However, then notice, as Robert Bertram so clearly did (and staked his life on it … Schroeder says Bertram picked it up it from reading Luther’s Bondage of the Will and Commentary on Galatians), that the universe rendered its verdict on Another and charged that Child of Adam with everything it could under the godly law that adjudicates us all. The results of that story we call Good Friday.

How is it that the law’s power over us is broken (“trumped” was one of Bertram’s favorite words) with the grand Ha-ha-halleluia of Easter? Well, there. In Luther’s words, the law itself gets damned in the hands of the accuser for putting to death its own God and Lord. And Easter is God’s come-back, final surprise, God accepting what Bob Bertram called the “sweet swap” (Christ taking what is mine for his own and giving me what is his for my own) for us and our salvation.

I remember sitting in on one of Bertram’s undergraduate seminary classes on christology trying to follow his elegant, Socratic dialectic on “How Our Sins Were Christ’s” (Bob’s study of Luther’s Galatians). Suddenly, like scales falling from my eyes, there it was: staid Lutheran tradition, ripped away from its dogmatic moorings and refashioned into a living thing which, for the first time, made sense and left us full of joy and intellectually and spiritually never the same.

Those were the seeds that hooked me into the thought of Bob Bertram of whose writings I could never get enough. With Bob’s death in 2003 it was for many of us as if we had lost our spiritual guide and father, although Bob would be the first to remind that the legacy he left the church had to do with a hermeneutic, a meaning-giver approach to all things, which you cannot pour into people’s heads but offers the way the confessing Christian heart and head can believe and think when the gospel is God’s ultimate verdict on us all. What the church believes then becomes the many ways the gospel is articulated in its many confessional “articles” (as opposed to a body of co-equal propositional truths which an inerrant Bible supposedly teaches but whose relationship with the gospel is never quite called into clarity). Equally, you can go at life, even with Bonhoeffer, “from below” and interpret God’s Word speaking in the events of our times through what Bertram called the Creator’s critical support system, always necessitating God’s surprise of God’s Christ. In short, Bertram taught many of us how to think confessionally.

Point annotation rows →
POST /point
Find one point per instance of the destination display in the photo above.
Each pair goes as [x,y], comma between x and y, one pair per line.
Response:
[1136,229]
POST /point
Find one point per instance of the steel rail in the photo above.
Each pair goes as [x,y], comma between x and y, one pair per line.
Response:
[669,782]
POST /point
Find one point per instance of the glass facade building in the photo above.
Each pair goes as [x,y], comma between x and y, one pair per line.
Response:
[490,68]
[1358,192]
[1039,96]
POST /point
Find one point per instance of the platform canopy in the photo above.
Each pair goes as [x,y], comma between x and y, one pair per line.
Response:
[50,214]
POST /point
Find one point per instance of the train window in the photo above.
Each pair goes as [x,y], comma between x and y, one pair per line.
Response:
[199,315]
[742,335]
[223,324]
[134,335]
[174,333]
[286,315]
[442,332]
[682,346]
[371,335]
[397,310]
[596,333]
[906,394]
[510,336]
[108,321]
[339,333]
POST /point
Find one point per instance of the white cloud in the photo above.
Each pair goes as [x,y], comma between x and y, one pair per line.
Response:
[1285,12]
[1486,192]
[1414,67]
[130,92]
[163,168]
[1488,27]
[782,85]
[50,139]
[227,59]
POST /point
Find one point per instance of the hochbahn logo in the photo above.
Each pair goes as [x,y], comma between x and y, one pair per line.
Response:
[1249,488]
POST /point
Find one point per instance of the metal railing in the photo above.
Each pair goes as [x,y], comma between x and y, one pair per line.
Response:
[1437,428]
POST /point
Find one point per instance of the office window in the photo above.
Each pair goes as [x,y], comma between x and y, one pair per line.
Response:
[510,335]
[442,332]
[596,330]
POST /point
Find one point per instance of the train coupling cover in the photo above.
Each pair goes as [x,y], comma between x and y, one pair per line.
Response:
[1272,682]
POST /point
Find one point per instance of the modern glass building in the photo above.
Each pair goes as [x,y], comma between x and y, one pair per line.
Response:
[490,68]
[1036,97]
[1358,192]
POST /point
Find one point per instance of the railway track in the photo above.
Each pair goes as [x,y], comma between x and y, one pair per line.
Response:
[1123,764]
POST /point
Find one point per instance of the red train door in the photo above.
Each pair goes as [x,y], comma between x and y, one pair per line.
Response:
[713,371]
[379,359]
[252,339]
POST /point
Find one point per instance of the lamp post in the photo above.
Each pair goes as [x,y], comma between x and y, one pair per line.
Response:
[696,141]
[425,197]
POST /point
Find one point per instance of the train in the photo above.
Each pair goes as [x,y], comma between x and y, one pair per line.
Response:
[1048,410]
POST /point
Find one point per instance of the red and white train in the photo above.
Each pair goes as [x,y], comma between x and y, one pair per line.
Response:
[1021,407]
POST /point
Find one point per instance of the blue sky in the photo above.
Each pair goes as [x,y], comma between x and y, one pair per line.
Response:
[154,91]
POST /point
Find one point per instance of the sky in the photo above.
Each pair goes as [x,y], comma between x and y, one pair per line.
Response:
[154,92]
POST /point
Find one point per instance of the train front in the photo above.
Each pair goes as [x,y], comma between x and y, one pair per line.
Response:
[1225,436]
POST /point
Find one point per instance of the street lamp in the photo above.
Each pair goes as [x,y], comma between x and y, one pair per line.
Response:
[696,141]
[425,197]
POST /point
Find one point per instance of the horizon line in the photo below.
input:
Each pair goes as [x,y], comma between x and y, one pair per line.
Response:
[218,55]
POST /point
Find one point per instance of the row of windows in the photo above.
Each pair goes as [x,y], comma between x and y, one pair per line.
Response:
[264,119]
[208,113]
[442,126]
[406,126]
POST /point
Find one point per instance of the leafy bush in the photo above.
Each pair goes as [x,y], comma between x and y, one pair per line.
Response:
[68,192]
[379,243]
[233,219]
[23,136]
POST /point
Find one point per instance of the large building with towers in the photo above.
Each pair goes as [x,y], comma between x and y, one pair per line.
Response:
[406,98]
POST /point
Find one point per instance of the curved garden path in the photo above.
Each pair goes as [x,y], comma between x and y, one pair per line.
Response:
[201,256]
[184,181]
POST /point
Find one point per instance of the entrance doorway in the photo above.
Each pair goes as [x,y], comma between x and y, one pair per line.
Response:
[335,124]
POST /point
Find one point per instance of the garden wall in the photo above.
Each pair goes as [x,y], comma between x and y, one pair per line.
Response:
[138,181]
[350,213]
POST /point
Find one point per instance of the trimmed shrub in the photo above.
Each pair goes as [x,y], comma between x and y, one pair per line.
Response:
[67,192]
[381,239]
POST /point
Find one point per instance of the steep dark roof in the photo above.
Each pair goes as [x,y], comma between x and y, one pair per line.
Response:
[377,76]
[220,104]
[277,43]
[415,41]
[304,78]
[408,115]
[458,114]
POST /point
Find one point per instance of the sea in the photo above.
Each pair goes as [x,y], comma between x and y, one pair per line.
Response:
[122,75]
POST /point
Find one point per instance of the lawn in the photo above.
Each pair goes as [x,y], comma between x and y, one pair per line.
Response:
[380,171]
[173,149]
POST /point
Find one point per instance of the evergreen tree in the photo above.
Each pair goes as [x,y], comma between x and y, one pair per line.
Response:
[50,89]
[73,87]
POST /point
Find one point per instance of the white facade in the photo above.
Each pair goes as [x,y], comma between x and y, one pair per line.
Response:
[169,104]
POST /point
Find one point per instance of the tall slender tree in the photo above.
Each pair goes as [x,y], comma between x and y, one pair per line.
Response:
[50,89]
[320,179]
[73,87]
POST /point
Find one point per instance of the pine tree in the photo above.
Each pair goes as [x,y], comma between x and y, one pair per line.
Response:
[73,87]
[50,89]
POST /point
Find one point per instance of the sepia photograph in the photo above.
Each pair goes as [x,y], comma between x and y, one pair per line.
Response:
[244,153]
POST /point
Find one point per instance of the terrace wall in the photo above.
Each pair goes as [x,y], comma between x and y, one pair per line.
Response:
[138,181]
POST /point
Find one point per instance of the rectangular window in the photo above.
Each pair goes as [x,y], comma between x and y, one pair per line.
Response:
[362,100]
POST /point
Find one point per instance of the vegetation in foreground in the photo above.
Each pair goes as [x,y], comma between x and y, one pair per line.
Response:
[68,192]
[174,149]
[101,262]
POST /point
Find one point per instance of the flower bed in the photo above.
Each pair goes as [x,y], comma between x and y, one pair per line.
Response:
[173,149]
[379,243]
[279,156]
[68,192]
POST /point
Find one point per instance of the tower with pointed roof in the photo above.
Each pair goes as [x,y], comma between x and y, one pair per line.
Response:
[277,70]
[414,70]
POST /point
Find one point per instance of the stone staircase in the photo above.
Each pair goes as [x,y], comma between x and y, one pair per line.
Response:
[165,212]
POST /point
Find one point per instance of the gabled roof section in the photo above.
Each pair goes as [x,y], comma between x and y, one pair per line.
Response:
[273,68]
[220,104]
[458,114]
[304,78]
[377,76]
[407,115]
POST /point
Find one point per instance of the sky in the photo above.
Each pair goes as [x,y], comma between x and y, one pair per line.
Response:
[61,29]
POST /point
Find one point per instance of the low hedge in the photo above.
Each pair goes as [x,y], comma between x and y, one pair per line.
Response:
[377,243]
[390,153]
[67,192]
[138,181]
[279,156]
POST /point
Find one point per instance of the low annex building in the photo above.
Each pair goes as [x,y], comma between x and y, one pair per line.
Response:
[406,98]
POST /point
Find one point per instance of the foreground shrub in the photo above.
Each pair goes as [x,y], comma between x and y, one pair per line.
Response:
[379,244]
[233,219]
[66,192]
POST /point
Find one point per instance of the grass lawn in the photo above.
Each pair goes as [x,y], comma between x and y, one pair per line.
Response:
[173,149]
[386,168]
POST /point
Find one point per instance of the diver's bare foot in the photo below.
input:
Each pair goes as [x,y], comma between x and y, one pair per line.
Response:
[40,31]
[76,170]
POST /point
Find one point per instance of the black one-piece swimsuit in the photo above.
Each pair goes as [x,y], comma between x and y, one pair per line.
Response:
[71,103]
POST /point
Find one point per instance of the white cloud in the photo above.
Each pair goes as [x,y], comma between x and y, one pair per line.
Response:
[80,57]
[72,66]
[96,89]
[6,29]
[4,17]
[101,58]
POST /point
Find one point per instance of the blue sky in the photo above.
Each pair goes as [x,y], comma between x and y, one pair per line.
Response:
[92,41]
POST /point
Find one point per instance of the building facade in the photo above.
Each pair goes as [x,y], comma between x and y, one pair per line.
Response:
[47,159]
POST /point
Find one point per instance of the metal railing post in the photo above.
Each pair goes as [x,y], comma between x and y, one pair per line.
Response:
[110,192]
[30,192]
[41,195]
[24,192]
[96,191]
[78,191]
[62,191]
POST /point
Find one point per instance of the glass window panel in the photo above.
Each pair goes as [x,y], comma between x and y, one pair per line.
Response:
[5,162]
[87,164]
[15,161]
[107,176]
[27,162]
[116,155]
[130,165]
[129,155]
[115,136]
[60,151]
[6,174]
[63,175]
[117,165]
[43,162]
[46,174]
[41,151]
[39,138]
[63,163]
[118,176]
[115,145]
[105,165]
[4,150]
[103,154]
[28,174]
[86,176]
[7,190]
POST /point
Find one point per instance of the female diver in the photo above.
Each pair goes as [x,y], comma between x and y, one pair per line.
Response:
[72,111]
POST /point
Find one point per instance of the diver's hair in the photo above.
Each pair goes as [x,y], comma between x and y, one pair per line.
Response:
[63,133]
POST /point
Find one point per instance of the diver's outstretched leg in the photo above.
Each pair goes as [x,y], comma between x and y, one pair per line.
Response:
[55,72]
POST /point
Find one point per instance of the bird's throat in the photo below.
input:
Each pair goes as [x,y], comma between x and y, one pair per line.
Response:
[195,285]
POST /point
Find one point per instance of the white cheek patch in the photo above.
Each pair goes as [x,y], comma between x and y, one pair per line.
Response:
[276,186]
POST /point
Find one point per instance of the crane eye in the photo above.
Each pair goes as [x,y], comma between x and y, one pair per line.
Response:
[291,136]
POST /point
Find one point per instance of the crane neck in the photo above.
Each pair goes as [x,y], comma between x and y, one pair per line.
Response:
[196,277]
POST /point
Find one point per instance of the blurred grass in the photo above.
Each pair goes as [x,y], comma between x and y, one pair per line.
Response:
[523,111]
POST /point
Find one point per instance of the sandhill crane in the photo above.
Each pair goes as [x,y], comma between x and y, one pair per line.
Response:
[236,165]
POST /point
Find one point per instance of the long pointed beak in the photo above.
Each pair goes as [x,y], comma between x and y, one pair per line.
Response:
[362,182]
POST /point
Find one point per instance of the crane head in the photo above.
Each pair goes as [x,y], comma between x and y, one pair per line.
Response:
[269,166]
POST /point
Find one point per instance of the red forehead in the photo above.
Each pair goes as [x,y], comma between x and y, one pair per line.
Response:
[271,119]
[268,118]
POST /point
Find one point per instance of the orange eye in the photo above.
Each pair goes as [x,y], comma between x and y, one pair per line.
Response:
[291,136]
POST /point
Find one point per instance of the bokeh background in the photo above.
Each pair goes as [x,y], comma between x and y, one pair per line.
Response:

Required actions →
(a) Condense the paragraph of the Bertram reflection that begins "How is it that the law's power over us is broken" into a shorter version that keeps its main facts.
(b) In the Bertram reflection, switch "verdict" to "judgment" and give again the part that opens with the words containing "However, then notice, as" and closes with "and our salvation.".
(c) Pick up the Bertram reflection after its final sentence and continue it.

Set of answers →
(a) According to Luther, Easter breaks ("trumps," in Bertram's favorite word) the law's power over us: in the accuser's hands, the law itself is damned for putting to death its own God and Lord. Easter is God's comeback and final surprise. In it, God accepts what Bertram called the "sweet swap," Christ taking what is mine and giving me what is his, for our salvation.

(b)
However, then notice, as Robert Bertram so clearly did (and staked his life on it … Schroeder says Bertram picked it up it from reading Luther’s Bondage of the Will and Commentary on Galatians), that the universe rendered its judgment on Another and charged that Child of Adam with everything it could under the godly law that adjudicates us all. The results of that story we call Good Friday.

How is it that the law’s power over us is broken (“trumped” was one of Bertram’s favorite words) with the grand Ha-ha-halleluia of Easter? Well, there. In Luther’s words, the law itself gets damned in the hands of the accuser for putting to death its own God and Lord. And Easter is God’s come-back, final surprise, God accepting what Bob Bertram called the “sweet swap” (Christ taking what is mine for his own and giving me what is his for my own) for us and our salvation.

(c)
Even now for me three and a half decades later, Bertram’s legacy, between Lutheran fundamentalists and Lutheran Barthians (and their ecumenical counterparts), offers a third way which Bob mined from (of all places) the Augsburg Confession: the treasure of the one-gospel-and-sacraments around which revolve both Christ’s church and God’s world.

In the realm of theology Bertram’s way is “the road less traveled,” emerging from that thin tradition known as the theology of the cross. Much like the “moral compass” they talk about in my vocational setting as a secular hospice chaplain, Bob reblazed a trail with his theological compass whose markings along the way include the proper distinction between law and gospel, the compelling core of the article on justification by faith, the abiding (and radical) validity of the two kingdoms distinction and the freedom of the Christian. Yet what Bertram did was reargue those things in new and fresh ways with his amazing and rigorous dialectic so that they didn’t get lost by lesser minds who either thought they knew what those markings meant without owning them or believed they knew what they meant and dismissed them as foolish relics of the past.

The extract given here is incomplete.